Seçilmiş Pasaj ▸

M.Ö. 3.yy.’ın sonlarına doğru, Roma ordusunda teknik olarak ‘ağır piyadeler’ olarak adlandırılabilecek askerlerden oluşan bölüklerden oluşuyordu. Ve bu bölükler genellikle, düşman kuvvetlerine (çoğunlukla dağılmış olanlara) tam bir disiplin ve rotasyonla karşı koyma üzerine kurulu son derece basit savaş taktiklere sahipti.

Hannibal Barca, kendi ordusuna özellikle İspanya ve Afrika’nın ayak takımından topladığı “hafif silah eğitimli” paralı askerleri de alarak bu düzenli ve geçilemez orduya karşı bir plan hazırladı. Mesela, birçok çarpışmada başarılı olan Balear sapancıları ile işbirliği yapılması buna örnek olarak verilebilir (üstelik bu defa üç farklı sapan türü kullanılmıştır). Savaş alanında bu hafif silahlı paralı askerlerin etkinliği o kadar açıktı ki, Roma Ordusu’ndaki okçular onlardan çekiniyorlardı.

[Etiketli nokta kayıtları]
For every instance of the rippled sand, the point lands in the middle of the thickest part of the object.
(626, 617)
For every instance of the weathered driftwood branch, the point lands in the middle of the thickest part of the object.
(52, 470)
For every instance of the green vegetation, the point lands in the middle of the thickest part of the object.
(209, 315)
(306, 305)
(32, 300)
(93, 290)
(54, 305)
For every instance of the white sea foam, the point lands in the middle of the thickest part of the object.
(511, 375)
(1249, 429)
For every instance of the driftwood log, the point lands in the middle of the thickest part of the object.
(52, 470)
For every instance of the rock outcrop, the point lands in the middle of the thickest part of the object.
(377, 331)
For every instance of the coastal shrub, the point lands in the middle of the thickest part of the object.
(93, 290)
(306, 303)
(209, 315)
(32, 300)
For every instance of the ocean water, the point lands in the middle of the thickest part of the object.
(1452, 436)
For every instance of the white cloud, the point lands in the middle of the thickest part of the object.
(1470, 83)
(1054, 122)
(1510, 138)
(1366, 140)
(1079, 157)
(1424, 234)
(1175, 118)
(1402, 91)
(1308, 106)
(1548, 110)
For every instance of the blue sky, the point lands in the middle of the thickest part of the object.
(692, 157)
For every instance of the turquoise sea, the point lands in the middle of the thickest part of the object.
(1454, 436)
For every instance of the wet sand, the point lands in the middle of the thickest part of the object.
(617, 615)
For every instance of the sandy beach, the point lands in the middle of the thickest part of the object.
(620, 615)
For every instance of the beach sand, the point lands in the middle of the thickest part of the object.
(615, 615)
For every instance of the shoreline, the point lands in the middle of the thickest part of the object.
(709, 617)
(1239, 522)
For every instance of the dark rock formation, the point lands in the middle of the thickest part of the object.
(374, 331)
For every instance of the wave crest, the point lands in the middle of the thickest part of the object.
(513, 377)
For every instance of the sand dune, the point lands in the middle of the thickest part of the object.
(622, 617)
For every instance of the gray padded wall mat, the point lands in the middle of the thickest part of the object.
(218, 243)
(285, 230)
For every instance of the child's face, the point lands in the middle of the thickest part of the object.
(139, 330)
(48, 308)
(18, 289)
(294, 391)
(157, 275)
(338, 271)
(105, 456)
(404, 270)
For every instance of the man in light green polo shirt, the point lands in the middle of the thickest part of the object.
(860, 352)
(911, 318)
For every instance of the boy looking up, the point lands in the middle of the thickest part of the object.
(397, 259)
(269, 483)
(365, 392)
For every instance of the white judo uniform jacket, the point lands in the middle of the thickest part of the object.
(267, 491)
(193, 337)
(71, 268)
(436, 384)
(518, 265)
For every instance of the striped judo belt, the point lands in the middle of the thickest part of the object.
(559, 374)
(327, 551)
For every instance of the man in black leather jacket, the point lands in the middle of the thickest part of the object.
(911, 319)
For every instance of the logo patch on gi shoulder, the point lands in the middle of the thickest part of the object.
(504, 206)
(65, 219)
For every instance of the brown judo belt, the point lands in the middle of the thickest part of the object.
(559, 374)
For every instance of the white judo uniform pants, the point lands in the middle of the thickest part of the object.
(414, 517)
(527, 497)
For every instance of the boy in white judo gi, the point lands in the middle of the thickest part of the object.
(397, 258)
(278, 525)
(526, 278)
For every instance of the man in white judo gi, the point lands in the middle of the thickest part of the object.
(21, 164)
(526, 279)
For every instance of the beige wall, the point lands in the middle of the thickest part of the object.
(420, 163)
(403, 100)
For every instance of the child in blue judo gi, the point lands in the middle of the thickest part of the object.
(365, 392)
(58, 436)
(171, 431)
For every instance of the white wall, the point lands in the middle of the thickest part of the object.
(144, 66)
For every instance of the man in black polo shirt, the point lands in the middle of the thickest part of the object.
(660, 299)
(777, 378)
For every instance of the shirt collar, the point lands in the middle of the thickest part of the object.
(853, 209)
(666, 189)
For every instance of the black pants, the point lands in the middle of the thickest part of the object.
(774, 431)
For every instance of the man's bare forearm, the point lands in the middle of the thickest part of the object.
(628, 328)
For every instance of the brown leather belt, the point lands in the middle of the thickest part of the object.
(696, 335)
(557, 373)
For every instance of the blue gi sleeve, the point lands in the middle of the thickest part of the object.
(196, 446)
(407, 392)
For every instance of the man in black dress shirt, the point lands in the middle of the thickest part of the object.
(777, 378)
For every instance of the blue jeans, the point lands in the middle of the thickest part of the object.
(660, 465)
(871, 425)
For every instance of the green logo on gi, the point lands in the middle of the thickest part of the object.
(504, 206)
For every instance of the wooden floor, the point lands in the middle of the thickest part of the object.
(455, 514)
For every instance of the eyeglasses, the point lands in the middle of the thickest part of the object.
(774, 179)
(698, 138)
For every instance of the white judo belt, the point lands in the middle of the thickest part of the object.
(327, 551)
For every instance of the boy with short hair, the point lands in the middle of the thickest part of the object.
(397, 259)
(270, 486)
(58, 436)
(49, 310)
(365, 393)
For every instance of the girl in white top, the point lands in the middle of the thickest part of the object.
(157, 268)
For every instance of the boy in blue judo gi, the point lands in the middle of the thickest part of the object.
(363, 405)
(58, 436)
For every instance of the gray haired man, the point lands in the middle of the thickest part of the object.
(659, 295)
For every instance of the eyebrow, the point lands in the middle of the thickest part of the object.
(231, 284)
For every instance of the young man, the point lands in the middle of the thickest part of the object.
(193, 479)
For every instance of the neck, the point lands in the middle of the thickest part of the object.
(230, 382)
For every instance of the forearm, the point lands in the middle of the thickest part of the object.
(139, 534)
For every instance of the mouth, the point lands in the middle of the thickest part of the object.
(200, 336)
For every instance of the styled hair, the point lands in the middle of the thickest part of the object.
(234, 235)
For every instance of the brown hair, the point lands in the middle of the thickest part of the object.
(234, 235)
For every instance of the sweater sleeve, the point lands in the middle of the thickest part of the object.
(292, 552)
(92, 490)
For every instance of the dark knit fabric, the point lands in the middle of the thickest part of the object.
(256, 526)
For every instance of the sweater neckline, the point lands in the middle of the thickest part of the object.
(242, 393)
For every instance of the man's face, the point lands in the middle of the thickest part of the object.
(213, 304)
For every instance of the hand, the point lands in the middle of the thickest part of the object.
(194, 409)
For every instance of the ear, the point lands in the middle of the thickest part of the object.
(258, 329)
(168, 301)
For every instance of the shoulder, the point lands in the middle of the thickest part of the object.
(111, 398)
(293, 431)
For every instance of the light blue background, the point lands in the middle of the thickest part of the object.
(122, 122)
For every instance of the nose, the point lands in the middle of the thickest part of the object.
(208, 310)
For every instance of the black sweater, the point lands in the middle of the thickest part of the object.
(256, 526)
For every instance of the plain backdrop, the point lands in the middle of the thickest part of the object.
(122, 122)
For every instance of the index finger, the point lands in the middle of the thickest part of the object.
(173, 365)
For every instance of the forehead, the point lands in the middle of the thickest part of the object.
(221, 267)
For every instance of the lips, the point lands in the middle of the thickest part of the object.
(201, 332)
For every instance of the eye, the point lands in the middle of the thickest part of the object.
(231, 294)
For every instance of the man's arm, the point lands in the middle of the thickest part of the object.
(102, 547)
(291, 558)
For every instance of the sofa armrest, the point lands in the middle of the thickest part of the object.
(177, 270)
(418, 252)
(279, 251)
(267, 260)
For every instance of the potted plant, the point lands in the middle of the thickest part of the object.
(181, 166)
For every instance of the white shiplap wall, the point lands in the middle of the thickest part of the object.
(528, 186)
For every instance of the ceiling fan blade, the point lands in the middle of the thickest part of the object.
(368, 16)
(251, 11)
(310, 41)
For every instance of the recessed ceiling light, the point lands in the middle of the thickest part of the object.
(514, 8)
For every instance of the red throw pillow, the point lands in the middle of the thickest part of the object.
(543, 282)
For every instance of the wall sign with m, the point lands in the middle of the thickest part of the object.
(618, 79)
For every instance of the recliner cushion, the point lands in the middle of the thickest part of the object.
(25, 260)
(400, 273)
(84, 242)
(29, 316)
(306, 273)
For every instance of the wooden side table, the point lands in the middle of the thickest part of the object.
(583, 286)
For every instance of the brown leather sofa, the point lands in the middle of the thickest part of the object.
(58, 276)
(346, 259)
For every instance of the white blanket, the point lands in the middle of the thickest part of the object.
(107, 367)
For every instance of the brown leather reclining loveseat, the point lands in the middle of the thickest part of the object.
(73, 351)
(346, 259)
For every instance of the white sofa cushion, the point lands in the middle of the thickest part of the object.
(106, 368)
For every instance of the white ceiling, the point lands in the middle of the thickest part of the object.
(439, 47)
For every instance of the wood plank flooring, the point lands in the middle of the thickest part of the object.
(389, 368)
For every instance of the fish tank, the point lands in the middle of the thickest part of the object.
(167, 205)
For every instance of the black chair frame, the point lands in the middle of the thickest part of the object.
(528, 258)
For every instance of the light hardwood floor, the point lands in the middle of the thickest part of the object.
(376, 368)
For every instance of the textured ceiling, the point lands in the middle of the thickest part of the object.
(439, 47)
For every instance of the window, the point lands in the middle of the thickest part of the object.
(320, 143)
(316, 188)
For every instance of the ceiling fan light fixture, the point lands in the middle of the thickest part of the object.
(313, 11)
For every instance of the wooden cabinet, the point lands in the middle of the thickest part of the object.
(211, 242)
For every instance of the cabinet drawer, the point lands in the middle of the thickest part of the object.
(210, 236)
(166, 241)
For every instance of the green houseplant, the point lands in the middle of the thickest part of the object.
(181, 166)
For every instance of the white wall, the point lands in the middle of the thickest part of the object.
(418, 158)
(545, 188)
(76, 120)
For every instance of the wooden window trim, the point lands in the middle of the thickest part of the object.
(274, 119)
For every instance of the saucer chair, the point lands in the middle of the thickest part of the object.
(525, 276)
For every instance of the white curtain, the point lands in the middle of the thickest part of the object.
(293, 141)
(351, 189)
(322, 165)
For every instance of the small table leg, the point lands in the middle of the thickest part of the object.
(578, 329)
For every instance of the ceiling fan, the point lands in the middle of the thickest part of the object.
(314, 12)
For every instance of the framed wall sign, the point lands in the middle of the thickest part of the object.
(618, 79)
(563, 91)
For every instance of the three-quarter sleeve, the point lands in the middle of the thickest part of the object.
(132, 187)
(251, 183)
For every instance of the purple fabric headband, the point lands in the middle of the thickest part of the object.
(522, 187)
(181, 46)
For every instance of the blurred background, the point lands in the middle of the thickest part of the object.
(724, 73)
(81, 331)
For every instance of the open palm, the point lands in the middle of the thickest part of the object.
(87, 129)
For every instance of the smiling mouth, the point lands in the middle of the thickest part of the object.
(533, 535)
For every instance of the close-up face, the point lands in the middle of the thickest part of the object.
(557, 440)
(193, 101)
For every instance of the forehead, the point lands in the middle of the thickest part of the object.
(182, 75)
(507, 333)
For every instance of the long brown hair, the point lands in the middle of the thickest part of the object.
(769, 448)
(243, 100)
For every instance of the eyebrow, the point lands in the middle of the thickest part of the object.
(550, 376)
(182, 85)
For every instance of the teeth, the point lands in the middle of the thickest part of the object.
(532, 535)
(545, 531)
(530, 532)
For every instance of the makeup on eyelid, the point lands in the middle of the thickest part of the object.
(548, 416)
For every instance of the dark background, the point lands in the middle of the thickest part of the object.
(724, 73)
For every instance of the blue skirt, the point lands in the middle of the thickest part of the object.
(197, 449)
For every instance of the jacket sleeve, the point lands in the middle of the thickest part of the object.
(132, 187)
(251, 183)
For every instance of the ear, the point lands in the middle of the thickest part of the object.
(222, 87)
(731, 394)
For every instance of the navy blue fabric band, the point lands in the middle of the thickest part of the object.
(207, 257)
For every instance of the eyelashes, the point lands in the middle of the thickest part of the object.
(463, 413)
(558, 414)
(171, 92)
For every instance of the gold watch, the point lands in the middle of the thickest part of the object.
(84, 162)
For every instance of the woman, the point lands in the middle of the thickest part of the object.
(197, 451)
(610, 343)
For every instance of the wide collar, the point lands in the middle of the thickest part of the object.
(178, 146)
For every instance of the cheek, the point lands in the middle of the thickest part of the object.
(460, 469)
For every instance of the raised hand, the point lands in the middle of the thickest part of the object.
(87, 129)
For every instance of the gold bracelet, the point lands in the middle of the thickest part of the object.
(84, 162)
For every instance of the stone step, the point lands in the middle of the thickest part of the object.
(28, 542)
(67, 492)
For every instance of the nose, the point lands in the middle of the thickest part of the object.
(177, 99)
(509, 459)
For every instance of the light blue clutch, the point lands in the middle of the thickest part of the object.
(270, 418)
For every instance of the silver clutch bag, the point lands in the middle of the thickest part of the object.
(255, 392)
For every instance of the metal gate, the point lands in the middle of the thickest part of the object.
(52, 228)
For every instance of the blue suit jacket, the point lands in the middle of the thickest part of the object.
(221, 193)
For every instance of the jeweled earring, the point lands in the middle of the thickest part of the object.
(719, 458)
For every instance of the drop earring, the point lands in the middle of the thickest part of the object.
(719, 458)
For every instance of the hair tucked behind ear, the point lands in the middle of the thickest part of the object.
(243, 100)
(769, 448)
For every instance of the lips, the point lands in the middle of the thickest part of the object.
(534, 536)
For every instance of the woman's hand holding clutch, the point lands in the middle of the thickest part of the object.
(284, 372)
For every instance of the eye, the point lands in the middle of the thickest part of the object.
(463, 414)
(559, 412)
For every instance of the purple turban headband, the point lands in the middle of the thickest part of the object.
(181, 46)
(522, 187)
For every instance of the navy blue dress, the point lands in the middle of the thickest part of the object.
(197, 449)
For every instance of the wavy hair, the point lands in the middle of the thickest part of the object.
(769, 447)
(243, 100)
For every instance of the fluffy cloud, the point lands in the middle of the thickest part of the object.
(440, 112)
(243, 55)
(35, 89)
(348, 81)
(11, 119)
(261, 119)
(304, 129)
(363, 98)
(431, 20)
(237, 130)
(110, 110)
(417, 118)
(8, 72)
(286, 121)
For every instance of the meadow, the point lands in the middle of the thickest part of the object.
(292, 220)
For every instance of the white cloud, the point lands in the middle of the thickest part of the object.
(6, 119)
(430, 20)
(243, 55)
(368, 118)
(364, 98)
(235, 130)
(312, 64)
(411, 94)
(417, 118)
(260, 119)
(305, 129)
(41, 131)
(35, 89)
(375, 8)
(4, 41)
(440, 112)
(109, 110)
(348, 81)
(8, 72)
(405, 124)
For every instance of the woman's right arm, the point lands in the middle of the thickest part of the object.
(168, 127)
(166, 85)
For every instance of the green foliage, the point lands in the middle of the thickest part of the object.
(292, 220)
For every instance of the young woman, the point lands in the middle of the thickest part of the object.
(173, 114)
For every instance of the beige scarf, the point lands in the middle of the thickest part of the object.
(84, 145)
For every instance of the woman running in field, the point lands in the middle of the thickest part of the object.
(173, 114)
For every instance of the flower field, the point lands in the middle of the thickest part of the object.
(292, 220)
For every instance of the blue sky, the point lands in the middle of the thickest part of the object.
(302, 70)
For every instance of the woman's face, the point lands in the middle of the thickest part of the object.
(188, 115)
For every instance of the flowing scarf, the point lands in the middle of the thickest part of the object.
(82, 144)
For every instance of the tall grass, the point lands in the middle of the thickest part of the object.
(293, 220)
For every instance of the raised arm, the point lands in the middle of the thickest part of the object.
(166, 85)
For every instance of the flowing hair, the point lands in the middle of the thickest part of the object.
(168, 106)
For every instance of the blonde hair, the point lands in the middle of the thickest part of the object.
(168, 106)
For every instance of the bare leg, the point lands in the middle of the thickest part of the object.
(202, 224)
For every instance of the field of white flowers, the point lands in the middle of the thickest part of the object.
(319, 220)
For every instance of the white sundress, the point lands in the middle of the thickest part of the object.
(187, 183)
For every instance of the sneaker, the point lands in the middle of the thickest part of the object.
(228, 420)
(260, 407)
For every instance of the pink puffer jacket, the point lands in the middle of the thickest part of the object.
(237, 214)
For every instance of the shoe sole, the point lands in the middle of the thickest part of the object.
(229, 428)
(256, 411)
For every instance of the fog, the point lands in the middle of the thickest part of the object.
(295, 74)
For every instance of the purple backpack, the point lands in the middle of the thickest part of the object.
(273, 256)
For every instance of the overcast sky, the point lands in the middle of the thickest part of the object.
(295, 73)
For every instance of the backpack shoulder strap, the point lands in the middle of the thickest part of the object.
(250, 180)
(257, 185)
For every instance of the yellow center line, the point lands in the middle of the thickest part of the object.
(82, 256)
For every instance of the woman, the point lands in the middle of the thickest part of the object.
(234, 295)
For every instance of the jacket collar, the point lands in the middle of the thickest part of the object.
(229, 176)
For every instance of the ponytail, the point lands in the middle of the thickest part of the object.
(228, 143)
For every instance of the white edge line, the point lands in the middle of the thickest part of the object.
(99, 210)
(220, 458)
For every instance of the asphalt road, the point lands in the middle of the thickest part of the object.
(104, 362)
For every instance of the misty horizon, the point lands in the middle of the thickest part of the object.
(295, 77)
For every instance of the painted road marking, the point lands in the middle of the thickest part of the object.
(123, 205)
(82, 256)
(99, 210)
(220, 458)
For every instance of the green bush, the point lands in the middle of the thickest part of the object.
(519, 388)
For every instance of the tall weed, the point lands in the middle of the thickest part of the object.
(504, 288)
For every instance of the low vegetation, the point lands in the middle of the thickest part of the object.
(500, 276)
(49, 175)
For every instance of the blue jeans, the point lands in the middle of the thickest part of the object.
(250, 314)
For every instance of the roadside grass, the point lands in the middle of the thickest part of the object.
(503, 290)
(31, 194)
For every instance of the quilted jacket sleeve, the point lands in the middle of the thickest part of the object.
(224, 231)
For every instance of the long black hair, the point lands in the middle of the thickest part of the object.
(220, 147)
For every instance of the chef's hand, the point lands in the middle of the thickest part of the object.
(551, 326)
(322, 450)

Görev A ▸ Roma ordusu ve Hannibal üzerine olan pasajdan, "Hannibal Barca, kendi" sözcüklerini içeren yerle açılıp "okçular onlardan çekiniyorlardı." ile kapanan bölümü hiçbir değişiklik yapmadan alıntılayınız.
Görev B ▸ Listede "raised" sözcüğünü barındıran her satırı, satırları olduğu gibi aktararak gösteriniz.
Pasaj ile liste birbirinden tamamen bağımsızdır.

Yazılı Yanıt A ▸
Hannibal Barca, kendi ordusuna özellikle İspanya ve Afrika’nın ayak takımından topladığı “hafif silah eğitimli” paralı askerleri de alarak bu düzenli ve geçilemez orduya karşı bir plan hazırladı. Mesela, birçok çarpışmada başarılı olan Balear sapancıları ile işbirliği yapılması buna örnek olarak verilebilir (üstelik bu defa üç farklı sapan türü kullanılmıştır). Savaş alanında bu hafif silahlı paralı askerlerin etkinliği o kadar açıktı ki, Roma Ordusu’ndaki okçular onlardan çekiniyorlardı.

Yazılı Yanıt B ▸
For every instance of the raised hand, the point lands in the middle of the thickest part of the object.
For every instance of the raised arm, the point lands in the middle of the thickest part of the object.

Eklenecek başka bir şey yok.